▶ GOAL OF THE EXERCISE: Would you copy out the whole listing exactly as given?

"""

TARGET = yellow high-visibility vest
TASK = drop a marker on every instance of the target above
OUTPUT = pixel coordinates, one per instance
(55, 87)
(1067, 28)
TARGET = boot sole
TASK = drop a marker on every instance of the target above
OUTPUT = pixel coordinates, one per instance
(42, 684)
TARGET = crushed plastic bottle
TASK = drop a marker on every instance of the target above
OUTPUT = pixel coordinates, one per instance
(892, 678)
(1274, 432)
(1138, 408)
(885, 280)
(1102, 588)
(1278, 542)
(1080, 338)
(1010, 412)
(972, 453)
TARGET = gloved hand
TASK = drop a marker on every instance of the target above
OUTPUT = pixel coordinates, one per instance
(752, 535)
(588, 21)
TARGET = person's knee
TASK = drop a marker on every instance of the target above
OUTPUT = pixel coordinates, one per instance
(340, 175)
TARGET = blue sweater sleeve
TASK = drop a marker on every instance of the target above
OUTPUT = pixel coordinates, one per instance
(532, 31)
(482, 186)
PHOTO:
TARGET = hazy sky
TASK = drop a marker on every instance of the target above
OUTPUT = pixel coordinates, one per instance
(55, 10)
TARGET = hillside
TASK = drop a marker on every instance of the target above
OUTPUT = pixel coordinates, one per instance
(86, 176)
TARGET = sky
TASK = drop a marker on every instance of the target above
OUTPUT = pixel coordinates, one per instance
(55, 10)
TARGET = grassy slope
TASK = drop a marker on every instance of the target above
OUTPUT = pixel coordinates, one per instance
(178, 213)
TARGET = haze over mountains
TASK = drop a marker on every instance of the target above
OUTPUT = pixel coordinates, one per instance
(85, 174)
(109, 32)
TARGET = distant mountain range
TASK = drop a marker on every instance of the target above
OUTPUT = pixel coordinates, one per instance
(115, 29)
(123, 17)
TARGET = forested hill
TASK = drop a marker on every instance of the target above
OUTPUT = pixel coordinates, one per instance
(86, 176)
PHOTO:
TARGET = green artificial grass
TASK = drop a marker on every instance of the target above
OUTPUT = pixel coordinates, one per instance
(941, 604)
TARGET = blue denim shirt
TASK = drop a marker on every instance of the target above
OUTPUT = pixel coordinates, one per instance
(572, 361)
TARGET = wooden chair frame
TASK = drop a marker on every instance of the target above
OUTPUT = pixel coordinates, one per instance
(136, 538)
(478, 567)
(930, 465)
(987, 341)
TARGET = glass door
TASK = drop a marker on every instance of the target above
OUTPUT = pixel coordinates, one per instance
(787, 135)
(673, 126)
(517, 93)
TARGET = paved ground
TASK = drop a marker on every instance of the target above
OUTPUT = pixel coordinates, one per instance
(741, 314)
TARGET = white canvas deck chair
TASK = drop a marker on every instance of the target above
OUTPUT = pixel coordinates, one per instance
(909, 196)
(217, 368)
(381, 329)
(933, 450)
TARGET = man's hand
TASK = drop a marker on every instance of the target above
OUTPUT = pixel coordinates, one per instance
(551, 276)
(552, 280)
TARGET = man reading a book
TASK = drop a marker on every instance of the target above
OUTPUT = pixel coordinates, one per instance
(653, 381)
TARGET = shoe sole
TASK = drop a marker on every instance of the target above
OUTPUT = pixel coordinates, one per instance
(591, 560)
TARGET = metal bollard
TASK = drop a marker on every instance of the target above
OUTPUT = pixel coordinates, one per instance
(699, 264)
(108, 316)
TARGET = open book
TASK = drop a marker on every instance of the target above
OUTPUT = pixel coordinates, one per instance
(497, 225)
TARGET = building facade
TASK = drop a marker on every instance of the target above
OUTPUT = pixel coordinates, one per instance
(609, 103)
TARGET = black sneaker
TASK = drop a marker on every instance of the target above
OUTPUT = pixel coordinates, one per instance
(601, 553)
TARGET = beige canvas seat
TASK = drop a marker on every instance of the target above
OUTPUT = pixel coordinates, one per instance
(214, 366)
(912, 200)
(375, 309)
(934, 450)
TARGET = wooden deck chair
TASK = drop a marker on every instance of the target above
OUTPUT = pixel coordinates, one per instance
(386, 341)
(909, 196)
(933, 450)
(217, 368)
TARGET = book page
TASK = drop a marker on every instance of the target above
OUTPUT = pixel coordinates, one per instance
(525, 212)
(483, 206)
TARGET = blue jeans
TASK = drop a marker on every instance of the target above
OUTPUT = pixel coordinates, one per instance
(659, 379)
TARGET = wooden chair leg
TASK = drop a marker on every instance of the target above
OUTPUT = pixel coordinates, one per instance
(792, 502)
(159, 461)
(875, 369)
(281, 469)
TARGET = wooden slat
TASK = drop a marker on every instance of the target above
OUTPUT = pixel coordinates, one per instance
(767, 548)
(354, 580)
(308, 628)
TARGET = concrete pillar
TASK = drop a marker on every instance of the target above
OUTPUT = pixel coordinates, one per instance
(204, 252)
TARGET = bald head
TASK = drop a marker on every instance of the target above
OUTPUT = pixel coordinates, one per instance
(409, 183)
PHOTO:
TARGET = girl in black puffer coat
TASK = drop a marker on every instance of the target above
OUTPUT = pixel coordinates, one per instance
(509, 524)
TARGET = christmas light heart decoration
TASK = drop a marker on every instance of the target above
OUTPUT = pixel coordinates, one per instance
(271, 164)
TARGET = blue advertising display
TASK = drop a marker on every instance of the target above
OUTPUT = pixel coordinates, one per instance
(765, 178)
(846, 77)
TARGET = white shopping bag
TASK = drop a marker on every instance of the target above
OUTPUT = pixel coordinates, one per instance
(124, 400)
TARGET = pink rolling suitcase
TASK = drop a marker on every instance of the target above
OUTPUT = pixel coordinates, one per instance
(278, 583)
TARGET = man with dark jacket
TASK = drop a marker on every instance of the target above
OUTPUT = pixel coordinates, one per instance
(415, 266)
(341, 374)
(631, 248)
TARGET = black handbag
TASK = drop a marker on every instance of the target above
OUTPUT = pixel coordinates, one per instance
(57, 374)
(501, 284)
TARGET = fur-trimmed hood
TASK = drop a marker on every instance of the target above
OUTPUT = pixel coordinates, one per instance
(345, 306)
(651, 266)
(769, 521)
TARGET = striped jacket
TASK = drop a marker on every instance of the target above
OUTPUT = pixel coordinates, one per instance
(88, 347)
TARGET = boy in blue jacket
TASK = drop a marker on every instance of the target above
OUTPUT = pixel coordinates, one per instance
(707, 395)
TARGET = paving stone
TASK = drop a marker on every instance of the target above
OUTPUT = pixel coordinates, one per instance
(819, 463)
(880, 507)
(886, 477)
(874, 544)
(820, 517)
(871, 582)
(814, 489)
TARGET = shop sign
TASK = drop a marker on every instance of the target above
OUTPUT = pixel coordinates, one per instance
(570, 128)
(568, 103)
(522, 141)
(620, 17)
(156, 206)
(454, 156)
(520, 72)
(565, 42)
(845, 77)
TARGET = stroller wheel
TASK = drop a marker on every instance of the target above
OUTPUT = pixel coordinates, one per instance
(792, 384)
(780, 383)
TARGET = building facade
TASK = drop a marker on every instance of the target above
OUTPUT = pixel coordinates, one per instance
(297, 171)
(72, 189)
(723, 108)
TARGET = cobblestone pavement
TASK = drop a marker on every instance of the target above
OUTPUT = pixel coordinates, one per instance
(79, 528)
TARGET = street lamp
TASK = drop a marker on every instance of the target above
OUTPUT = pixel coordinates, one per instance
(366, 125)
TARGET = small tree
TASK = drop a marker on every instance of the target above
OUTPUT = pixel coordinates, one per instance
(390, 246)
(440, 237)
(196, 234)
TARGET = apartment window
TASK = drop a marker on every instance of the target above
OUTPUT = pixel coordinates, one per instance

"""

▶ WORKED ANSWER:
TARGET = yellow high-visibility vest
TASK = drop a marker on every instance of the target above
OUTPUT = pixel coordinates, one per instance
(55, 87)
(1067, 28)
TARGET = boot sole
TASK = drop a marker on every instance of the target above
OUTPUT = pixel coordinates, one per instance
(42, 684)
TARGET = crushed plastic bottle
TASK = drop a marker on every instance of the target above
OUTPUT = pixel coordinates, one per instance
(892, 678)
(1274, 432)
(1138, 408)
(885, 280)
(1102, 588)
(1278, 542)
(1080, 338)
(1010, 412)
(972, 453)
TARGET = gloved hand
TASK = drop a marker on every instance of the target above
OUTPUT = pixel coordinates, one per instance
(752, 535)
(588, 21)
TARGET = person's knee
TASK = drop a marker on every instance of the target above
OUTPUT = pixel coordinates, one per instance
(340, 175)
TARGET = blue sweater sleeve
TASK = drop a marker on every instance of the target above
OUTPUT = pixel coordinates, one per instance
(532, 31)
(482, 186)
PHOTO:
TARGET = hazy sky
TASK = drop a marker on every instance of the target above
OUTPUT = pixel coordinates, one per instance
(55, 10)
TARGET = hillside
TASK = drop a marker on every instance of the target above
OUTPUT = pixel coordinates, one per instance
(86, 176)
TARGET = sky
TASK = drop a marker on every instance of the target above
OUTPUT = pixel coordinates, one per instance
(55, 10)
TARGET = grassy slope
TASK = drop a marker on every instance of the target above
OUTPUT = pixel coordinates, one per instance
(178, 213)
TARGET = haze over mountains
TASK = drop a marker on every instance of the target above
OUTPUT = pixel coordinates, one per instance
(85, 174)
(109, 32)
TARGET = distant mountain range
TASK = drop a marker on every instance of the target above
OUTPUT = pixel coordinates, one per instance
(115, 29)
(123, 17)
TARGET = forested hill
TASK = drop a marker on every instance of the target above
OUTPUT = pixel coordinates, one per instance
(86, 176)
PHOTO:
TARGET = green artificial grass
TASK = drop a marker on every instance of the target above
OUTPUT = pixel coordinates, one per instance
(941, 604)
TARGET = blue denim shirt
TASK = drop a marker on every instance of the target above
OUTPUT = pixel coordinates, one per instance
(572, 361)
TARGET = wooden chair frame
TASK = drop a marker on every instance of the target above
OUTPUT = pixel coordinates, one per instance
(136, 538)
(478, 567)
(930, 465)
(987, 341)
TARGET = glass door
TASK = drop a marker on every instance of the target above
OUTPUT = pixel coordinates, one per instance
(787, 135)
(673, 126)
(517, 93)
TARGET = paved ground
TASK = drop a marker on every instance of the target above
OUTPUT = pixel coordinates, one per instance
(741, 314)
TARGET = white canvas deck chair
TASK = drop a marker on every instance of the target above
OUTPUT = pixel coordinates, one per instance
(909, 196)
(217, 368)
(381, 329)
(933, 450)
TARGET = man's hand
TASK = drop a marker on every instance of the target above
OUTPUT = pixel coordinates, one per instance
(551, 276)
(552, 280)
TARGET = man reading a book
TASK = drop a marker on every instance of the target above
OUTPUT = pixel coordinates, one per instance
(653, 381)
TARGET = shoe sole
TASK = drop a marker on every instance of the target above
OUTPUT = pixel coordinates, one per instance
(591, 560)
TARGET = metal bollard
TASK = drop a marker on every instance of the target above
OUTPUT = pixel coordinates, one per instance
(699, 264)
(108, 316)
TARGET = open book
TASK = drop a marker on every instance of the target above
OUTPUT = pixel coordinates, one per instance
(497, 225)
TARGET = building facade
TASK = drop a marker on every instance of the target above
OUTPUT = pixel coordinates, one per instance
(609, 103)
TARGET = black sneaker
TASK = drop a marker on every instance of the target above
OUTPUT = pixel coordinates, one per instance
(601, 553)
TARGET = beige canvas seat
TASK = drop a marker on every instance of the target above
OUTPUT = pixel coordinates, one per instance
(214, 366)
(912, 200)
(375, 309)
(934, 450)
TARGET = wooden deck chair
TASK = drop a marker on every instance of the target above
OUTPUT = pixel coordinates, one per instance
(386, 341)
(909, 196)
(933, 450)
(217, 368)
TARGET = book page
TASK = drop a marker on every instance of the target above
OUTPUT = pixel coordinates, one per instance
(525, 212)
(483, 206)
TARGET = blue jeans
TASK = drop a marker on every instance of the target above
OUTPUT = pixel coordinates, one per instance
(659, 379)
TARGET = wooden chair leg
TASK = drop a marker on every instance of the target above
OUTPUT = pixel coordinates, one per instance
(792, 502)
(159, 461)
(875, 369)
(281, 469)
TARGET = wooden slat
TASK = drop a marker on every instance of the target above
OUTPUT = pixel coordinates, one per instance
(767, 548)
(354, 580)
(308, 628)
TARGET = concrete pillar
TASK = drop a marker on every instance of the target above
OUTPUT = pixel coordinates, one per instance
(204, 252)
TARGET = bald head
TASK = drop a marker on every instance of the target above
OUTPUT = pixel coordinates, one per instance
(409, 183)
PHOTO:
TARGET = girl in black puffer coat
TASK = drop a marker on every instance of the target above
OUTPUT = pixel coordinates, one per instance
(509, 524)
TARGET = christmas light heart decoration
TASK = drop a marker on every instance of the target above
OUTPUT = pixel coordinates, one per instance
(271, 164)
TARGET = blue advertising display
TASK = drop a marker on every instance of the target above
OUTPUT = pixel coordinates, one per instance
(765, 178)
(846, 77)
TARGET = white shopping bag
TASK = drop a marker on every instance of the target above
OUTPUT = pixel coordinates, one per instance
(124, 400)
TARGET = pink rolling suitcase
TASK = drop a marker on every instance of the target above
OUTPUT = pixel coordinates, one per instance
(278, 583)
TARGET = man with dark jacket
TASK = drop a marker on every instance of the target above
OUTPUT = pixel coordinates, one per instance
(415, 266)
(341, 374)
(631, 248)
TARGET = black handbag
TASK = drop a marker on every instance of the target above
OUTPUT = pixel coordinates, one per instance
(57, 374)
(501, 284)
TARGET = fur-trimmed hood
TASK = drop a marker on every instance of the target above
OUTPUT = pixel coordinates, one per instance
(345, 306)
(651, 266)
(769, 521)
TARGET = striped jacket
TASK = drop a marker on every instance of the target above
OUTPUT = pixel coordinates, one per instance
(88, 347)
TARGET = boy in blue jacket
TASK = drop a marker on every instance of the target above
OUTPUT = pixel coordinates, one per instance
(707, 395)
TARGET = paving stone
TASK = drop a marker on every instance of the target above
OUTPUT = pixel coordinates, one per instance
(819, 463)
(880, 507)
(886, 477)
(874, 544)
(820, 517)
(871, 582)
(814, 489)
TARGET = shop sign
TASK = drop a marker on every instance of the target above
OUTPUT = pixel coordinates, one per instance
(570, 128)
(568, 103)
(522, 141)
(620, 17)
(156, 206)
(454, 156)
(520, 72)
(565, 42)
(845, 77)
TARGET = stroller wheel
TASK = drop a marker on every instance of the target above
OUTPUT = pixel coordinates, one per instance
(792, 384)
(780, 383)
TARGET = building facade
TASK = drop a marker on every instance of the target above
OUTPUT = pixel coordinates, one per instance
(297, 171)
(72, 189)
(723, 108)
TARGET = cobblestone pavement
TASK = drop a marker on every instance of the target above
OUTPUT = pixel coordinates, one per instance
(79, 528)
TARGET = street lamp
TASK = drop a marker on every instance of the target above
OUTPUT = pixel coordinates, one per instance
(366, 125)
TARGET = small tree
TASK = drop a marker on every instance of the target above
OUTPUT = pixel coordinates, one per instance
(390, 246)
(440, 237)
(196, 234)
TARGET = apartment window
TASK = drop a marker on every instance of the target above
OUTPUT = pixel coordinates, one per instance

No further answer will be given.